Could you give all of the data below as a Markdown table with two columns, "No." for a running row number and "Entry" for each line, skipping blank lines? Leave the pictures out of the answer.

-- START --

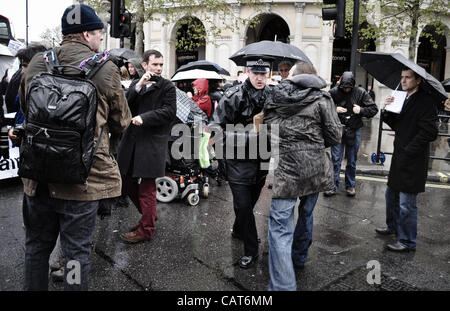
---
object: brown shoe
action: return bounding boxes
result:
[346,188,356,197]
[120,231,150,244]
[323,189,336,197]
[130,221,141,231]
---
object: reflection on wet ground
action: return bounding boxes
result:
[357,115,450,173]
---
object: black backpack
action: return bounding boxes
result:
[18,49,108,184]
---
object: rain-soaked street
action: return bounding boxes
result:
[0,118,450,291]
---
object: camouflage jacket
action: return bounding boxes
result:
[264,74,342,199]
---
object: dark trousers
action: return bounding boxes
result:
[229,179,265,256]
[122,175,158,239]
[23,188,98,291]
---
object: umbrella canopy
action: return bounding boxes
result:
[171,69,223,81]
[0,44,14,57]
[175,87,208,125]
[230,40,312,68]
[109,48,141,59]
[442,78,450,93]
[360,52,447,107]
[176,60,230,76]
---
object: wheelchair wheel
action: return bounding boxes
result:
[156,176,178,203]
[186,193,200,206]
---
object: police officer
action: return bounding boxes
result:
[212,58,270,269]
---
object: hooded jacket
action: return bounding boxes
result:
[330,71,378,130]
[264,74,342,199]
[192,78,211,118]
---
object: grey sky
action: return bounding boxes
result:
[0,0,73,42]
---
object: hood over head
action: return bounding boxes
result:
[339,71,355,89]
[287,74,327,90]
[264,74,330,118]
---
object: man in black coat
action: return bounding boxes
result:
[212,59,270,269]
[324,71,378,197]
[117,50,176,243]
[375,68,438,252]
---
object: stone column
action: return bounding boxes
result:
[318,24,333,83]
[160,14,170,77]
[205,34,216,62]
[294,2,306,49]
[229,4,241,76]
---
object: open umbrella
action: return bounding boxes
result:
[175,87,208,125]
[360,52,447,104]
[109,48,141,59]
[171,69,223,81]
[442,78,450,93]
[230,40,312,68]
[176,60,230,76]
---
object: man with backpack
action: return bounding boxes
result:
[19,4,131,290]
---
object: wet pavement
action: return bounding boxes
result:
[0,119,450,291]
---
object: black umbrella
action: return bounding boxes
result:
[176,60,230,76]
[109,48,141,59]
[360,52,447,104]
[230,40,312,68]
[442,78,450,93]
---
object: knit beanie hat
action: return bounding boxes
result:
[61,4,104,35]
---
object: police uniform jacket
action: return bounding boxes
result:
[212,79,269,185]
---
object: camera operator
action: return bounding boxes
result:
[324,71,378,197]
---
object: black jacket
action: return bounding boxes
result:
[212,79,269,185]
[5,68,22,113]
[330,72,378,130]
[383,90,438,193]
[117,79,177,178]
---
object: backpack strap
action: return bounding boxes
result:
[43,48,85,78]
[80,51,110,79]
[43,48,61,73]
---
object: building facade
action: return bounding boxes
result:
[105,0,450,106]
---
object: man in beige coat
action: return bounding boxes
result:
[20,5,131,290]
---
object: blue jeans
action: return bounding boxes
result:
[268,193,319,290]
[23,188,99,291]
[331,129,361,190]
[385,187,417,248]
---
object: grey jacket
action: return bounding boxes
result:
[264,74,342,199]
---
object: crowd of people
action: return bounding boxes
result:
[2,5,437,290]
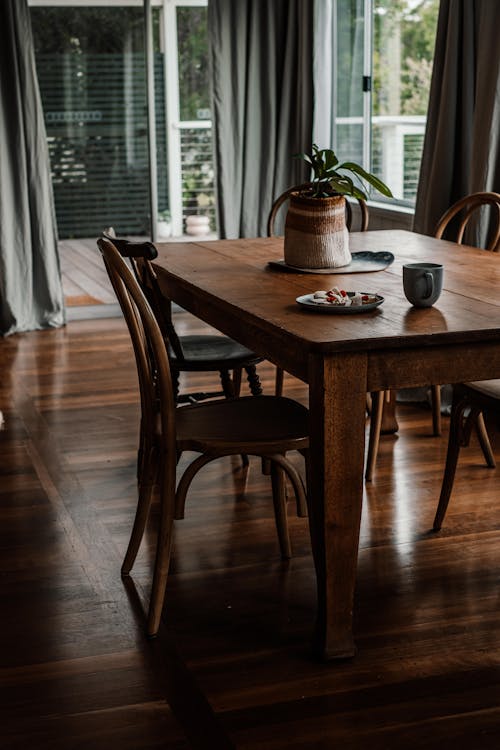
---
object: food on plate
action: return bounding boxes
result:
[312,286,377,307]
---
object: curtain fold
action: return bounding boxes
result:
[0,0,65,335]
[208,0,314,238]
[414,0,500,246]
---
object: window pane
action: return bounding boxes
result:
[336,0,364,162]
[372,0,439,203]
[31,6,167,238]
[177,6,210,120]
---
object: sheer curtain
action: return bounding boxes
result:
[208,0,314,238]
[414,0,500,246]
[0,0,64,335]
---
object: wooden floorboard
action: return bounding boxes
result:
[0,313,500,750]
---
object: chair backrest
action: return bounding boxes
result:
[267,182,370,237]
[102,230,184,362]
[97,239,176,456]
[434,193,500,251]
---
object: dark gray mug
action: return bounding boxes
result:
[403,263,443,307]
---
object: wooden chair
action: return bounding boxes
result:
[366,188,500,479]
[98,239,309,636]
[434,380,500,531]
[433,192,500,531]
[431,192,500,435]
[103,230,262,402]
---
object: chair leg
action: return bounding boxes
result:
[274,367,285,396]
[233,367,241,396]
[147,456,175,638]
[365,391,386,482]
[433,397,469,531]
[475,413,497,469]
[121,445,155,576]
[219,370,234,398]
[431,385,441,437]
[245,365,262,396]
[271,461,292,559]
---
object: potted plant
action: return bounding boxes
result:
[284,144,392,268]
[156,209,172,239]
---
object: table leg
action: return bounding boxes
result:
[308,354,367,659]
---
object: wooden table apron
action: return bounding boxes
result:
[155,230,500,659]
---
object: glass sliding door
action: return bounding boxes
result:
[31,6,167,238]
[324,0,439,206]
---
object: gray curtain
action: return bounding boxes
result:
[208,0,314,238]
[414,0,500,246]
[0,0,64,335]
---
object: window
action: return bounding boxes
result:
[317,0,439,206]
[30,0,215,238]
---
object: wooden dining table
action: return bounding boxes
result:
[154,230,500,660]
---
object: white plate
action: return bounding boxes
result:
[295,292,384,315]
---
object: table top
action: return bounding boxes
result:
[155,230,500,352]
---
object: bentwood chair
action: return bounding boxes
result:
[98,239,309,636]
[103,230,262,402]
[431,192,500,435]
[366,192,500,482]
[434,192,500,531]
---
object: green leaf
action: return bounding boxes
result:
[325,149,339,170]
[338,161,392,198]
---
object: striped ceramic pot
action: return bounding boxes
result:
[285,193,351,268]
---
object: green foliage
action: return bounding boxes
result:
[295,143,392,200]
[373,0,439,115]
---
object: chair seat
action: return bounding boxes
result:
[176,396,309,453]
[465,380,500,400]
[169,334,262,371]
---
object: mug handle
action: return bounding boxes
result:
[424,271,434,299]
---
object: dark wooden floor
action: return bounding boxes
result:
[0,314,500,750]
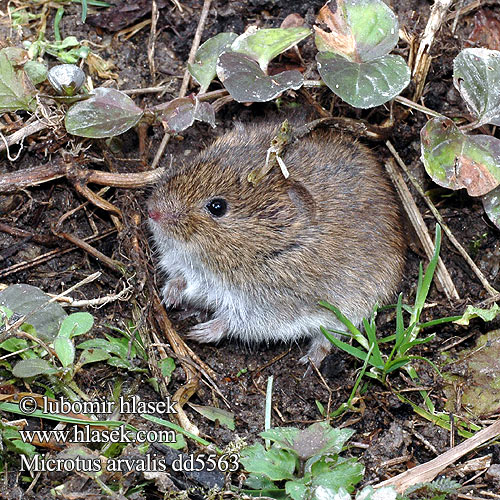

-- END --

» **Expected answer**:
| No. | Entry |
|---|---|
| 1 | --- |
| 2 | object: brown shoe |
| 3 | action: return bounding boxes |
| 4 | result: |
| 5 | [346,188,356,197] |
| 6 | [120,231,150,244] |
| 7 | [323,189,336,197] |
| 8 | [130,221,141,231] |
| 9 | --- |
| 10 | object: reflection on wet ground |
| 11 | action: return bounding boxes |
| 12 | result: |
| 13 | [357,115,450,173] |
| 14 | --- |
| 15 | object: black backpack |
| 16 | action: return bounding boxes |
| 17 | result: |
| 18 | [18,49,108,184] |
| 19 | --- |
| 20 | object: rain-soaked street |
| 21 | action: return bounding boxes |
| 22 | result: |
| 23 | [0,118,450,291] |
| 24 | --- |
| 25 | object: camouflage jacket |
| 26 | action: return bounding boxes |
| 27 | result: |
| 28 | [264,74,342,199] |
| 29 | --- |
| 30 | object: dark trousers |
| 31 | action: return bounding boxes |
| 32 | result: |
| 33 | [229,179,265,256] |
| 34 | [122,175,158,239] |
| 35 | [23,188,98,291] |
| 36 | --- |
| 37 | object: umbrella canopy |
| 38 | action: return bounding boxes |
| 39 | result: |
| 40 | [171,69,223,81] |
| 41 | [0,44,14,57] |
| 42 | [175,87,208,125] |
| 43 | [230,40,312,68] |
| 44 | [109,48,141,59] |
| 45 | [442,78,450,93] |
| 46 | [360,52,447,107] |
| 47 | [176,60,230,76] |
| 48 | --- |
| 49 | object: wheelchair wheel |
| 50 | action: return bounding boxes |
| 51 | result: |
| 52 | [156,176,178,203] |
| 53 | [186,193,200,206] |
| 54 | --- |
| 55 | object: police officer |
| 56 | action: return bounding boxes |
| 57 | result: |
| 58 | [212,58,270,269] |
| 59 | --- |
| 60 | object: hooded jacket |
| 61 | action: return bounding boxes |
| 62 | result: |
| 63 | [330,71,378,130] |
| 64 | [264,74,342,199] |
| 65 | [192,78,211,118] |
| 66 | --- |
| 67 | object: grey sky |
| 68 | action: return bounding boxes |
| 69 | result: |
| 70 | [0,0,73,42] |
| 71 | --- |
| 72 | object: hood over head |
| 73 | action: return bounding boxes |
| 74 | result: |
| 75 | [339,71,355,89] |
| 76 | [287,74,327,90] |
| 77 | [264,74,330,118] |
| 78 | --- |
| 79 | object: man in black coat |
| 80 | action: return bounding boxes |
| 81 | result: |
| 82 | [212,59,270,269] |
| 83 | [324,71,378,197] |
| 84 | [117,50,176,243] |
| 85 | [375,68,438,252] |
| 86 | --- |
| 87 | object: stone column |
| 88 | action: return bounding boxes |
| 89 | result: |
| 90 | [318,24,333,83] |
| 91 | [160,14,170,77] |
| 92 | [205,34,216,62] |
| 93 | [294,2,306,49] |
| 94 | [229,4,241,76] |
| 95 | --- |
| 96 | object: open umbrella |
| 97 | action: return bounding boxes |
| 98 | result: |
| 99 | [175,87,208,125] |
| 100 | [360,52,447,104] |
| 101 | [109,48,141,59] |
| 102 | [171,69,223,81] |
| 103 | [442,78,450,93] |
| 104 | [230,40,312,68] |
| 105 | [176,60,230,76] |
| 106 | --- |
| 107 | object: man with backpack |
| 108 | action: return bounding boxes |
| 109 | result: |
| 110 | [19,4,131,290] |
| 111 | --- |
| 112 | object: wet pavement |
| 113 | action: return bounding boxes |
| 114 | result: |
| 115 | [0,119,450,291] |
| 116 | --- |
| 117 | object: black umbrella |
| 118 | action: return bounding boxes |
| 119 | result: |
| 120 | [176,60,230,76] |
| 121 | [109,48,141,59] |
| 122 | [360,52,447,104] |
| 123 | [230,40,312,68] |
| 124 | [442,78,450,93] |
| 125 | --- |
| 126 | object: knit beanie hat |
| 127 | action: return bounding boxes |
| 128 | result: |
| 129 | [61,4,104,35] |
| 130 | --- |
| 131 | object: police uniform jacket |
| 132 | action: return bounding boxes |
| 133 | result: |
| 134 | [212,79,269,185] |
| 135 | --- |
| 136 | object: camera operator |
| 137 | action: return bounding boxes |
| 138 | result: |
| 139 | [324,71,378,197] |
| 140 | --- |
| 141 | object: black jacket |
| 142 | action: return bounding boxes |
| 143 | result: |
| 144 | [212,79,269,185] |
| 145 | [5,68,22,113] |
| 146 | [330,72,378,130] |
| 147 | [383,90,438,193] |
| 148 | [117,79,177,178] |
| 149 | --- |
| 150 | object: backpack strap |
| 151 | action: return bounding boxes |
| 152 | result: |
| 153 | [43,48,85,78] |
| 154 | [80,51,110,79] |
| 155 | [43,48,61,73] |
| 156 | --- |
| 157 | object: building facade |
| 158 | action: return bounding boxes |
| 159 | result: |
| 160 | [105,0,450,106] |
| 161 | --- |
| 162 | object: man in beige coat |
| 163 | action: return bounding boxes |
| 164 | result: |
| 165 | [20,5,131,290] |
| 166 | --- |
| 167 | object: blue jeans |
| 168 | action: return bounding boxes |
| 169 | result: |
| 170 | [268,193,319,290] |
| 171 | [23,188,99,291] |
| 172 | [331,129,361,190] |
| 173 | [385,187,417,248] |
| 174 | --- |
| 175 | object: grey jacket |
| 176 | action: return bounding boxes |
| 177 | result: |
| 178 | [264,74,342,199] |
| 179 | --- |
| 180 | object: crowd of people |
| 181 | action: return bounding boxes |
| 182 | result: |
| 183 | [2,5,437,290] |
| 184 | --- |
| 185 | object: food on plate |
| 186 | action: return bounding boxes |
| 187 | result: |
| 188 | [312,286,377,307] |
| 189 | --- |
| 190 | object: curtain fold |
| 191 | action: return bounding boxes |
| 192 | result: |
| 193 | [0,0,65,335] |
| 194 | [208,0,314,238] |
| 195 | [414,0,500,246] |
| 196 | --- |
| 197 | object: window pane |
| 198 | action: return bounding boxes |
| 199 | result: |
| 200 | [336,0,364,162] |
| 201 | [372,0,439,203] |
| 202 | [31,6,167,238] |
| 203 | [177,6,210,120] |
| 204 | --- |
| 205 | object: sheer curtain |
| 206 | action: return bounding boxes |
| 207 | result: |
| 208 | [208,0,314,238] |
| 209 | [414,0,500,246] |
| 210 | [0,0,64,335] |
| 211 | --- |
| 212 | object: wooden floorboard |
| 213 | action: return bounding boxes |
| 214 | result: |
| 215 | [0,313,500,750] |
| 216 | --- |
| 217 | object: chair backrest |
| 218 | action: return bounding boxes |
| 219 | result: |
| 220 | [267,182,370,237] |
| 221 | [102,230,184,362] |
| 222 | [97,239,176,456] |
| 223 | [434,193,500,251] |
| 224 | --- |
| 225 | object: dark gray mug |
| 226 | action: return bounding boxes |
| 227 | result: |
| 228 | [403,263,443,307] |
| 229 | --- |
| 230 | object: wooden chair |
| 231 | action: return bounding boxes |
| 232 | result: |
| 233 | [366,188,500,479] |
| 234 | [98,239,309,636] |
| 235 | [434,380,500,531] |
| 236 | [433,192,500,531] |
| 237 | [431,192,500,435] |
| 238 | [103,230,262,402] |
| 239 | --- |
| 240 | object: chair leg |
| 241 | action: return bounding boxes |
| 242 | result: |
| 243 | [274,367,285,396] |
| 244 | [233,367,241,396] |
| 245 | [147,456,175,638] |
| 246 | [365,391,386,482] |
| 247 | [433,397,469,531] |
| 248 | [475,413,497,469] |
| 249 | [121,445,155,576] |
| 250 | [219,370,234,398] |
| 251 | [431,385,441,437] |
| 252 | [245,365,262,396] |
| 253 | [271,461,292,559] |
| 254 | --- |
| 255 | object: potted plant |
| 256 | action: return bounding boxes |
| 257 | result: |
| 258 | [284,144,392,268] |
| 259 | [156,209,172,239] |
| 260 | --- |
| 261 | object: table leg |
| 262 | action: return bounding boxes |
| 263 | result: |
| 264 | [308,354,367,659] |
| 265 | --- |
| 266 | object: wooden table apron |
| 267 | action: return bounding boxes |
| 268 | result: |
| 269 | [155,230,500,659] |
| 270 | --- |
| 271 | object: glass sliding door |
| 272 | action: return bounding boxes |
| 273 | result: |
| 274 | [31,6,167,238] |
| 275 | [324,0,439,206] |
| 276 | --- |
| 277 | object: gray curtain |
| 278 | action: return bounding boxes |
| 279 | result: |
| 280 | [208,0,314,238] |
| 281 | [414,0,500,246] |
| 282 | [0,0,64,335] |
| 283 | --- |
| 284 | object: window |
| 285 | action: return bounding boxes |
| 286 | result: |
| 287 | [317,0,439,206] |
| 288 | [30,0,215,238] |
| 289 | --- |
| 290 | object: wooden dining table |
| 291 | action: return bounding boxes |
| 292 | result: |
| 293 | [154,230,500,660] |
| 294 | --- |
| 295 | object: white plate |
| 296 | action: return bounding boxes |
| 297 | result: |
| 298 | [295,292,384,315] |
| 299 | --- |
| 300 | object: table top |
| 301 | action: return bounding boxes |
| 302 | result: |
| 303 | [155,230,500,352] |
| 304 | --- |
| 305 | object: bentwood chair |
| 306 | action: return bounding boxes |
| 307 | result: |
| 308 | [98,239,309,636] |
| 309 | [103,230,262,402] |
| 310 | [431,192,500,435] |
| 311 | [366,192,500,482] |
| 312 | [434,192,500,531] |
| 313 | --- |
| 314 | object: green leaf |
| 315 | action: return bounding boxes |
| 316 | result: |
| 317 | [325,149,339,170] |
| 318 | [338,161,392,198] |
| 319 | --- |
| 320 | object: striped ceramic pot |
| 321 | action: return bounding boxes |
| 322 | result: |
| 323 | [285,193,351,268] |
| 324 | --- |
| 325 | object: green foliage |
| 326 | action: return bounding boxes |
| 327 | result: |
| 328 | [295,143,392,200] |
| 329 | [373,0,439,115] |
| 330 | --- |
| 331 | object: chair seat |
| 332 | action: return bounding boxes |
| 333 | result: |
| 334 | [176,396,309,453] |
| 335 | [465,380,500,400] |
| 336 | [169,334,262,371] |
| 337 | --- |
| 338 | object: mug handle |
| 339 | action: return bounding boxes |
| 340 | result: |
| 341 | [424,271,434,299] |
| 342 | --- |
| 343 | object: dark wooden floor |
| 344 | action: return bounding boxes |
| 345 | result: |
| 346 | [0,314,500,750] |